> **What is expected**
Would you transcribe the data word for word?

> **Extracted entries**

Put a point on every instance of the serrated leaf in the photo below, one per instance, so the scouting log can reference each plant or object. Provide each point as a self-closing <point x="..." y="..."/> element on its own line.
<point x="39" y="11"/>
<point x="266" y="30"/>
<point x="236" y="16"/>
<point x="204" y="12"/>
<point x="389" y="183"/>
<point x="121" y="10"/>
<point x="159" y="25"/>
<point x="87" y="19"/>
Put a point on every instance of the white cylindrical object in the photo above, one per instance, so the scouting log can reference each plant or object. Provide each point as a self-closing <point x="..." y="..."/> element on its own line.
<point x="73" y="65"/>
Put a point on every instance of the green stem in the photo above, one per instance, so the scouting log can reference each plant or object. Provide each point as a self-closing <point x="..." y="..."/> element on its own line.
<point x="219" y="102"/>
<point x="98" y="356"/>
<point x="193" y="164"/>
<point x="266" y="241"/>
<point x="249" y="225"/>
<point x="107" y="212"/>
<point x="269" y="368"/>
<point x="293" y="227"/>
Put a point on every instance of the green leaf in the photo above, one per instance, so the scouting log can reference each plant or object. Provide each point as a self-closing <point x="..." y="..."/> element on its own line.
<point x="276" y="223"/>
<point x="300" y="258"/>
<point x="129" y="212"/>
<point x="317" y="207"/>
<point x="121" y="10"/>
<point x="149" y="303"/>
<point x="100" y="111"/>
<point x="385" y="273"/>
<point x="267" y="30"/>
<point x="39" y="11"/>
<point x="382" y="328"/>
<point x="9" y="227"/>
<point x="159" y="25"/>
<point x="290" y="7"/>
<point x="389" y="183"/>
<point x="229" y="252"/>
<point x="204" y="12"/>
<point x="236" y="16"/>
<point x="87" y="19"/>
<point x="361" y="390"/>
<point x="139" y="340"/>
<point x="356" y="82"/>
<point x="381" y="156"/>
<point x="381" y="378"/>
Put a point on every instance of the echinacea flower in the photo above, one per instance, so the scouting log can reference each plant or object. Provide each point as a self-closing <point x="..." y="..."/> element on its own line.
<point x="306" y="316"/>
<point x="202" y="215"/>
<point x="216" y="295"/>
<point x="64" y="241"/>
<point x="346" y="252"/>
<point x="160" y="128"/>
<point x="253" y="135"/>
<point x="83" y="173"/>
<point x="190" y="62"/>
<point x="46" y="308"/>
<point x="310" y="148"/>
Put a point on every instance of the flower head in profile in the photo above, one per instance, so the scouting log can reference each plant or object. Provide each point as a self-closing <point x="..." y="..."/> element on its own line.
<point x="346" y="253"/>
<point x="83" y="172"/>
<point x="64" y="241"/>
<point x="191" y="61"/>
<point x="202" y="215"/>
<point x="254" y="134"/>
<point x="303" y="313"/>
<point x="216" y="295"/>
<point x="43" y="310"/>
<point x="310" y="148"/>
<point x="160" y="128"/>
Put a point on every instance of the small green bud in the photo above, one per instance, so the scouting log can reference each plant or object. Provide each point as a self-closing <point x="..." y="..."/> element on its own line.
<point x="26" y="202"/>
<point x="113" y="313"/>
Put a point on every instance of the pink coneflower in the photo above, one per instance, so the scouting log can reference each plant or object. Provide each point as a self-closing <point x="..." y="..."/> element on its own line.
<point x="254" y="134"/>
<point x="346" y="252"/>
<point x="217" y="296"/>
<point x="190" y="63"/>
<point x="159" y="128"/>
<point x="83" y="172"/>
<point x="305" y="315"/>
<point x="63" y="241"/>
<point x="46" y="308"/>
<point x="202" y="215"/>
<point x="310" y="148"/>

> **Solution to this exercise**
Put a point on every instance of the serrated leaf in the photo below, one per instance, so the scouting log can reference each plant or object. Provide each point as a self-closing <point x="..." y="..."/> element on its own line.
<point x="39" y="11"/>
<point x="266" y="30"/>
<point x="236" y="16"/>
<point x="204" y="12"/>
<point x="389" y="183"/>
<point x="121" y="10"/>
<point x="159" y="25"/>
<point x="87" y="19"/>
Put a point on every instance of the white cylindrical object in the photo above, one per instance, so the scouting log can reference each plant or object. Provide each point as a self-closing <point x="..." y="..."/> element on its own line.
<point x="73" y="65"/>
Put a point on every instance of the green stem in the photo above, one per instance, so the scouting log can reference each plant or object. Provide each point as a self-closing <point x="..." y="..."/> element on its own line.
<point x="219" y="102"/>
<point x="98" y="356"/>
<point x="193" y="164"/>
<point x="266" y="241"/>
<point x="249" y="225"/>
<point x="107" y="212"/>
<point x="269" y="368"/>
<point x="293" y="227"/>
Put a point on every instance of the green leaf in the photo above, one per instance, so the scouting log can reference each plant or object. Provide each point as a self-closing <point x="..." y="..."/> element on its own line.
<point x="276" y="223"/>
<point x="300" y="258"/>
<point x="129" y="212"/>
<point x="317" y="207"/>
<point x="121" y="10"/>
<point x="149" y="303"/>
<point x="100" y="111"/>
<point x="385" y="273"/>
<point x="267" y="30"/>
<point x="39" y="11"/>
<point x="382" y="328"/>
<point x="9" y="227"/>
<point x="159" y="25"/>
<point x="290" y="7"/>
<point x="389" y="183"/>
<point x="229" y="252"/>
<point x="204" y="12"/>
<point x="236" y="16"/>
<point x="87" y="19"/>
<point x="361" y="390"/>
<point x="139" y="340"/>
<point x="356" y="82"/>
<point x="381" y="156"/>
<point x="381" y="378"/>
Put a point on every instance of the echinacea flower in the photo above, one per instance, so the scouting log can reference each plant or object. Provide each point as a self-closing <point x="..." y="..."/> element on its own line.
<point x="306" y="316"/>
<point x="202" y="215"/>
<point x="216" y="295"/>
<point x="64" y="241"/>
<point x="346" y="252"/>
<point x="160" y="128"/>
<point x="253" y="135"/>
<point x="83" y="173"/>
<point x="190" y="62"/>
<point x="46" y="308"/>
<point x="310" y="148"/>
Put a point on every instance of the flower head in profile in the photo above, one per instance, so the scouting log can reference each plant or object. Provide each point as a self-closing <point x="..." y="..."/> element on its own line.
<point x="346" y="253"/>
<point x="83" y="172"/>
<point x="64" y="241"/>
<point x="191" y="61"/>
<point x="202" y="215"/>
<point x="254" y="134"/>
<point x="303" y="313"/>
<point x="216" y="295"/>
<point x="43" y="310"/>
<point x="310" y="148"/>
<point x="160" y="128"/>
Put a point on every instance of the small green bud in the photo above, one per instance, so the scouting log can reference each plant or object. Provide each point as a self-closing <point x="..." y="..."/> element on its own line.
<point x="26" y="202"/>
<point x="113" y="313"/>
Put a point on every instance of the pink coneflower in the photo above, one per instance, so the scouting log can reference each plant or object. Provide each point as a self-closing <point x="..." y="..."/> element on its own line.
<point x="254" y="134"/>
<point x="346" y="252"/>
<point x="217" y="296"/>
<point x="190" y="63"/>
<point x="159" y="128"/>
<point x="83" y="172"/>
<point x="305" y="315"/>
<point x="63" y="241"/>
<point x="46" y="308"/>
<point x="202" y="215"/>
<point x="310" y="148"/>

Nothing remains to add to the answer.